(Point annotations for photos)
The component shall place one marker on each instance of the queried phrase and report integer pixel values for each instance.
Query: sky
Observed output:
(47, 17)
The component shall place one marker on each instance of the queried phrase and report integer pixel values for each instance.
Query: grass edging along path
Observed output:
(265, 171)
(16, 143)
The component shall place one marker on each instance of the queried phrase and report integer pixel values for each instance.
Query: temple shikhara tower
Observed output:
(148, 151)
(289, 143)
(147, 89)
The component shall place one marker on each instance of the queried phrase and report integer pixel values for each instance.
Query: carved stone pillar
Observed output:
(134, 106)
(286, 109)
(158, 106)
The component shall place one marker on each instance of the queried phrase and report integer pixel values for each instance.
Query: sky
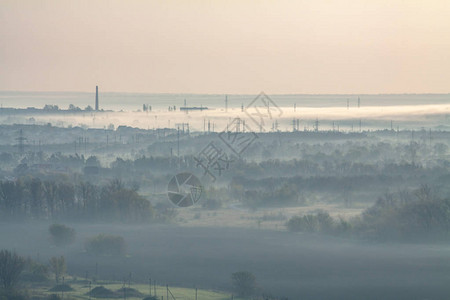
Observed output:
(219, 47)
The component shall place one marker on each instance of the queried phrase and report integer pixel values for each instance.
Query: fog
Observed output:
(294, 266)
(319, 209)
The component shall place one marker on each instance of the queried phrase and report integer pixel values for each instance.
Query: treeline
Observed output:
(402, 216)
(35, 199)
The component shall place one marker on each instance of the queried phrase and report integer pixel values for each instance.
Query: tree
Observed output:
(61, 234)
(11, 265)
(244, 283)
(58, 266)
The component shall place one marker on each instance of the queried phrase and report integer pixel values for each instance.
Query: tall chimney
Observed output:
(96, 97)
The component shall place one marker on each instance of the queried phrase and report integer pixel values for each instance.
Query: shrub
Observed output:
(104, 244)
(61, 235)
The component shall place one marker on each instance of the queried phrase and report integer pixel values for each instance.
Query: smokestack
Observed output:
(96, 97)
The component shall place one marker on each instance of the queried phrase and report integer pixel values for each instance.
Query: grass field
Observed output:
(81, 290)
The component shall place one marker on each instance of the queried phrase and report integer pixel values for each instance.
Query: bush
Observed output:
(61, 235)
(103, 244)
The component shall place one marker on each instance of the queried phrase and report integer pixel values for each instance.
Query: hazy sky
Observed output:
(317, 46)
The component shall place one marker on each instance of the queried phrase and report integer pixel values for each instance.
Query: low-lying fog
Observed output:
(298, 266)
(371, 117)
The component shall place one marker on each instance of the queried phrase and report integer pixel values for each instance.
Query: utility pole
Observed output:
(226, 103)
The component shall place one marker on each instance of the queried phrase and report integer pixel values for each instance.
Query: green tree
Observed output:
(11, 265)
(58, 266)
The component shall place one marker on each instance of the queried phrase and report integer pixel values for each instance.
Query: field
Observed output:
(81, 291)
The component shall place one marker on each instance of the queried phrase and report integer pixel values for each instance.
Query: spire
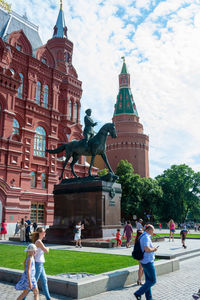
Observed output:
(125, 104)
(60, 29)
(124, 69)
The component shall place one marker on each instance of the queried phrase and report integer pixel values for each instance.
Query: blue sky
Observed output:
(161, 42)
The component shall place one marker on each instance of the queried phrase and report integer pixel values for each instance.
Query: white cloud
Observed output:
(165, 84)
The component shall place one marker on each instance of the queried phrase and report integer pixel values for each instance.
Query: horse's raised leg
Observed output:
(64, 165)
(91, 165)
(75, 159)
(103, 155)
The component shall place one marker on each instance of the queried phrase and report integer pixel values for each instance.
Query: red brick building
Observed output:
(131, 143)
(39, 108)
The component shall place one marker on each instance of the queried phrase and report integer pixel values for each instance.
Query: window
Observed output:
(37, 212)
(33, 181)
(0, 119)
(20, 89)
(43, 60)
(38, 92)
(15, 126)
(46, 95)
(43, 181)
(70, 110)
(18, 47)
(40, 142)
(76, 112)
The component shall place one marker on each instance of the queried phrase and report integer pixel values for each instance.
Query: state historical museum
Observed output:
(39, 108)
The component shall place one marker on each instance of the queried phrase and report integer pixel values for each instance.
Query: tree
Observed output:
(181, 189)
(139, 195)
(103, 172)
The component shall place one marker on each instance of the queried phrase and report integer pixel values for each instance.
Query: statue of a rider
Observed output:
(89, 124)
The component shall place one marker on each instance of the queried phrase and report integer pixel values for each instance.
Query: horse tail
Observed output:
(57, 150)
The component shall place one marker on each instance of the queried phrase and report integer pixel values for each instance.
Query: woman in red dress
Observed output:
(3, 228)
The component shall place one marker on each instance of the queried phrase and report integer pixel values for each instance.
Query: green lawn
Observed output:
(65, 261)
(178, 234)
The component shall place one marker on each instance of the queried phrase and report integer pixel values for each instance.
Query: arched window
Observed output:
(1, 119)
(20, 89)
(15, 126)
(38, 92)
(70, 109)
(33, 181)
(76, 112)
(40, 141)
(43, 181)
(46, 95)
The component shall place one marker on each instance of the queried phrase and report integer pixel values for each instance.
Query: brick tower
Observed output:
(131, 143)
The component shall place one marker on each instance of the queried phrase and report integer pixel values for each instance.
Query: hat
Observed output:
(31, 247)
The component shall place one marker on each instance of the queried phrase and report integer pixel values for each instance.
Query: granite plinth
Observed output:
(95, 203)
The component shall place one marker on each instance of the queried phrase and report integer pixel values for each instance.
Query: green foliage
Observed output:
(139, 195)
(181, 188)
(103, 172)
(64, 261)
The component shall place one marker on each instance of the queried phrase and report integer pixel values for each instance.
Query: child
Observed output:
(183, 234)
(77, 236)
(28, 281)
(118, 238)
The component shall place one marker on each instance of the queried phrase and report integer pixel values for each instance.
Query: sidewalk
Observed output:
(179, 285)
(165, 248)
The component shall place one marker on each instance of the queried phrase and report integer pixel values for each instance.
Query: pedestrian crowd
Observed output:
(34, 262)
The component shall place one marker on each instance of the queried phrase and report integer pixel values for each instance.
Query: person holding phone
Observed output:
(147, 264)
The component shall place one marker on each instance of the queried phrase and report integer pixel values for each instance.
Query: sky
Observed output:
(160, 40)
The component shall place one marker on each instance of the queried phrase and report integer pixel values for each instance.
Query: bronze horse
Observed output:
(96, 145)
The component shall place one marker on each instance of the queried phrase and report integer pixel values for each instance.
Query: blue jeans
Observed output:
(40, 274)
(150, 280)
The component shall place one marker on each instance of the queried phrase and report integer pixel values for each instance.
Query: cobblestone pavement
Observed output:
(177, 285)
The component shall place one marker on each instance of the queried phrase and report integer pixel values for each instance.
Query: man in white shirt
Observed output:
(147, 263)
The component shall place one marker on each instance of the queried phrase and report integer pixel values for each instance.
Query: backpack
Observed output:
(137, 251)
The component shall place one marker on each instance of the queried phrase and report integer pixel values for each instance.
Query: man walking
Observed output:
(28, 229)
(139, 226)
(147, 263)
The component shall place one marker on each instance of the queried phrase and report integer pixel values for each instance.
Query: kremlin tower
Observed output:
(131, 143)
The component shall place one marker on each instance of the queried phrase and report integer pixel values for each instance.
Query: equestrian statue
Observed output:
(91, 145)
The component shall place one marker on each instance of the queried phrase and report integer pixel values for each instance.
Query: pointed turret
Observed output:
(125, 103)
(124, 69)
(59, 45)
(60, 29)
(131, 143)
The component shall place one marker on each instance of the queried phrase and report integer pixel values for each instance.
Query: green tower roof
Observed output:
(125, 104)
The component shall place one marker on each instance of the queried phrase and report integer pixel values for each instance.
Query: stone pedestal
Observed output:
(95, 203)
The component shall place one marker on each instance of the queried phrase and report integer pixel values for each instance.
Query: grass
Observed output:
(178, 235)
(65, 261)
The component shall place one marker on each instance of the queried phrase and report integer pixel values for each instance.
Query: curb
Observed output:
(94, 285)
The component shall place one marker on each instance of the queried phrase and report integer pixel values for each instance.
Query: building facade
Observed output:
(131, 143)
(39, 108)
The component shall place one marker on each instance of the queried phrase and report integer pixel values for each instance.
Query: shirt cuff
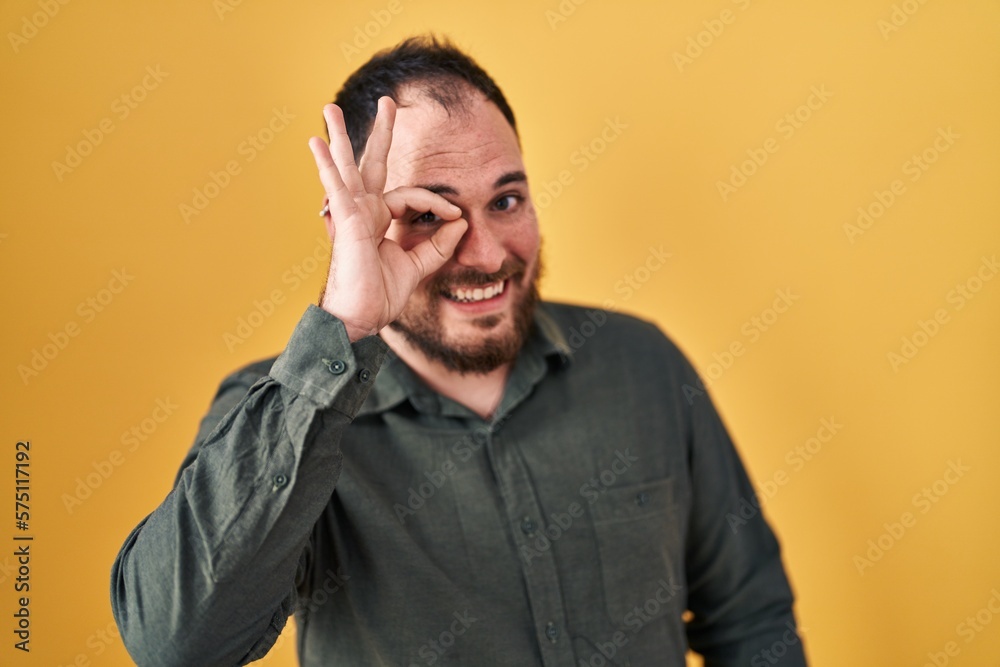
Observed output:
(322, 364)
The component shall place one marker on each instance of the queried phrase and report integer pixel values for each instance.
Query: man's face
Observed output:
(474, 313)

WORK TO BE COMPLETED.
Any pictures should be dropped; transcribe the rest of the records above exactly.

ANSWER TO THIS PROBLEM.
The component shall place one marker on each instance of the queried phrase and report integer pixel values for each instance.
Query: sky
Observed output:
(47, 17)
The component shall place one marker on each instance of the queried phrase and report integer pixel values for each instance.
Query: grass edging along path
Observed output:
(265, 171)
(16, 143)
The component shall place one marker on each instance of the queried phrase and report integer pixel values for each instance.
Query: temple shikhara tower
Observed output:
(148, 151)
(289, 143)
(147, 89)
The component shall place one marker on each instance of the queried phrase and report integer pixel values for each instance.
Query: carved stone pillar
Observed output:
(134, 106)
(286, 109)
(158, 106)
The component shall place one marker on each instance of the queried phrase and report integer pixel values for each instance.
Query: sky
Observed output:
(219, 47)
The component shall place one marker on each instance of the queried phrase and report integer pixel values for each instance.
Query: fog
Observed output:
(294, 266)
(319, 209)
The component shall place one marker on each instance of the queried phrase and report integer pixel values for each instance.
Query: treeline
Observed output:
(402, 216)
(35, 199)
The component shall place one marker on each instance of the queried phrase and report integer pixel values for each instance.
Query: tree
Observed output:
(61, 234)
(11, 265)
(244, 283)
(58, 266)
The component shall place one marker on each instance of the queried phrase and report integer pixel values for each instance.
Query: tall chimney
Observed output:
(96, 97)
The component shall place one marker on each instance of the queried phrase and report integer pixel values for each instance.
Query: shrub
Observed output:
(104, 244)
(61, 235)
The component shall place one marker on each instance of the queried phrase and report integer pixel values for each instance.
Query: smokestack
Observed output:
(96, 97)
The component shall place one marker on each instance of the queried phrase and report integer pixel values for each instance.
Query: grass field
Observed output:
(81, 290)
The component shall place one marker on each instance of the queried phrase and report integer pixel values for each instance.
Query: bush
Observed output:
(61, 235)
(103, 244)
The component shall place one marker on each instance of the queried phrase and report integer pixel values for each instance.
Query: hazy sky
Observed output:
(317, 46)
The component shall place one marker on each instance of the queried phrase and report integer pixel values for each instance.
Query: low-lying fog
Observed output:
(298, 266)
(371, 117)
The component shall place one marker on each instance of the queried phrase and report integer pixel values for each instance.
Query: utility pole
Observed output:
(226, 103)
The component shall place one marker on each instance of the queried phrase and report integer pixel values for each instance.
Query: green tree
Observed output:
(11, 265)
(58, 266)
The component shall place one marker on each instance of the queried phrase and report integer pixel values for each instance.
Query: field
Observed output:
(81, 291)
The component shall place one marker on each instance of the queried phrase and report integer pixel values for each instance.
Query: spire
Observed output:
(125, 104)
(60, 29)
(124, 69)
The component shall place one marker on each instance of the queried phrase and report integer pixel values for each instance.
Query: blue sky
Observed output:
(161, 42)
The component shall place one marker on each instance of the queried phrase and report integer pixel values for each instance.
Query: white cloud
Observed output:
(165, 84)
The component shall place one marker on each instance of the queried phrase and report integer pixel values for each instance.
Query: horse's raised leg
Observed output:
(64, 165)
(91, 165)
(75, 159)
(103, 155)
The component shall place one marker on each instance of the queried phrase and report integer pixel values for each instance.
Query: red brick building
Observed output:
(131, 143)
(39, 108)
The component shall place one marker on each instance of the queried phrase and report integer pixel values for each instance.
Query: window
Observed output:
(37, 212)
(33, 181)
(0, 119)
(20, 89)
(43, 60)
(38, 92)
(15, 126)
(46, 95)
(43, 181)
(70, 110)
(18, 47)
(40, 142)
(76, 112)
The component shall place one marker on each instance of the queried phrase and report integer pixel values for each instance.
Query: state historical museum
Observed output:
(39, 108)
The component shall place one marker on each instance of the queried phrase and report integer pixel values for each instance.
Query: tree
Observed output:
(181, 189)
(139, 195)
(103, 172)
The component shall place one marker on each instance of the queried phrase and report integer pixel values for each instance.
Query: statue of a rider
Observed output:
(89, 124)
The component shall place one marker on each instance of the queried phrase and report integer pixel values for each instance.
Query: horse tail
Observed output:
(57, 150)
The component shall place one marker on each instance of the queried phrase and report integer pixel values for each instance.
Query: woman in red dress
Observed output:
(3, 228)
The component shall place one marker on each instance of the queried phrase and report integer pixel values for each instance.
Query: green lawn
Observed output:
(65, 261)
(178, 234)
The component shall place one marker on each instance of the queried phrase and report integer pixel values for each instance.
Query: arched window
Observed output:
(1, 119)
(20, 89)
(15, 126)
(38, 92)
(70, 109)
(33, 181)
(76, 112)
(40, 141)
(43, 181)
(46, 95)
The component shall place one marker on each instance of the queried phrase and report integer pixel values for each instance.
Query: brick tower
Observed output:
(131, 143)
The component shall place one marker on each instance of the queried phrase and report integer pixel values for each instance.
Query: hat
Observed output:
(31, 247)
The component shall place one marker on each instance of the queried phrase and report integer pixel values for each instance.
Query: granite plinth
Observed output:
(95, 203)
The component shall place one marker on each instance of the queried phrase and report integer pixel values for each instance.
Query: green foliage
Observed output:
(139, 195)
(181, 188)
(103, 172)
(64, 261)
The component shall place one marker on each instance of the queried phrase and report integer pixel values for each instance.
Query: child
Observed output:
(183, 234)
(77, 236)
(28, 281)
(118, 238)
The component shall place one marker on each instance of the queried phrase and report integer pixel values for each instance.
Query: sidewalk
Observed output:
(179, 285)
(165, 248)
The component shall place one marker on each instance of the queried phrase and report integer pixel values for each instance.
Query: pedestrian crowd
Observed output:
(34, 262)
The component shall place one marker on each instance of the queried phrase and report integer pixel values for each instance.
Query: person holding phone
Observed output:
(147, 264)
The component shall place one marker on each instance of the queried phrase and report integer pixel values for each instance.
Query: sky
Observed output:
(160, 40)
The component shall place one marker on each instance of the queried phrase and report integer pixel values for each instance.
Query: bronze horse
Observed output:
(96, 145)
The component shall place one marker on each instance of the queried phrase and report integer pixel values for each instance.
Query: blue jeans
Observed output:
(40, 274)
(150, 280)
The component shall place one marker on each instance of the queried phrase and report integer pixel values for each instance.
Query: cobblestone pavement
Observed output:
(177, 285)
The component shall place one marker on each instance of the queried phrase and report integer pixel values for each instance.
Query: man in white shirt
Observed output:
(147, 263)
The component shall place one marker on each instance of the queried phrase and report integer pixel values for each instance.
Query: backpack
Observed output:
(137, 251)
The component shall place one marker on each instance of the queried phrase and report integer pixel values for each instance.
Query: man walking
Observed output:
(28, 229)
(139, 226)
(147, 263)
The component shall place one marker on each instance of the queried phrase and report integer pixel values for each instance.
Query: kremlin tower
Observed output:
(131, 143)
The component shall place one marker on each instance of the queried phrase and report integer pixel values for each instance.
Query: equestrian statue
Observed output:
(91, 145)
The component shall place one marker on each instance of the queried phrase and report integer pixel values for each instance.
Query: pointed turret
Observed output:
(125, 103)
(124, 69)
(59, 45)
(60, 29)
(131, 143)
The component shall place one marker on each instance of the queried phrase and report integer pixel values for each instance.
Query: green tower roof
Observed output:
(125, 104)
The component shall place one marker on each instance of the queried phrase and report integer pixel values for each instance.
Query: stone pedestal
Observed output:
(95, 203)
The component shall place one marker on each instance of the queried phrase and report integer pixel values for each instance.
Query: grass
Observed output:
(178, 235)
(65, 261)
The component shall place one marker on each instance of the queried phrase and report integer pixel values for each instance.
Query: curb
Observed output:
(94, 285)
The component shall place one marker on each instance of the queried phrase and report integer pixel values for each instance.
Query: building facade
Observed output:
(131, 143)
(39, 108)
The component shall place one marker on each instance of the queried phrase and report integer pixel values for each instance.
Query: shirt cuff
Observed output:
(322, 364)
The component shall place one marker on each instance of the queried phrase and report integer pixel values for each instance.
Query: man's face
Observed output:
(474, 313)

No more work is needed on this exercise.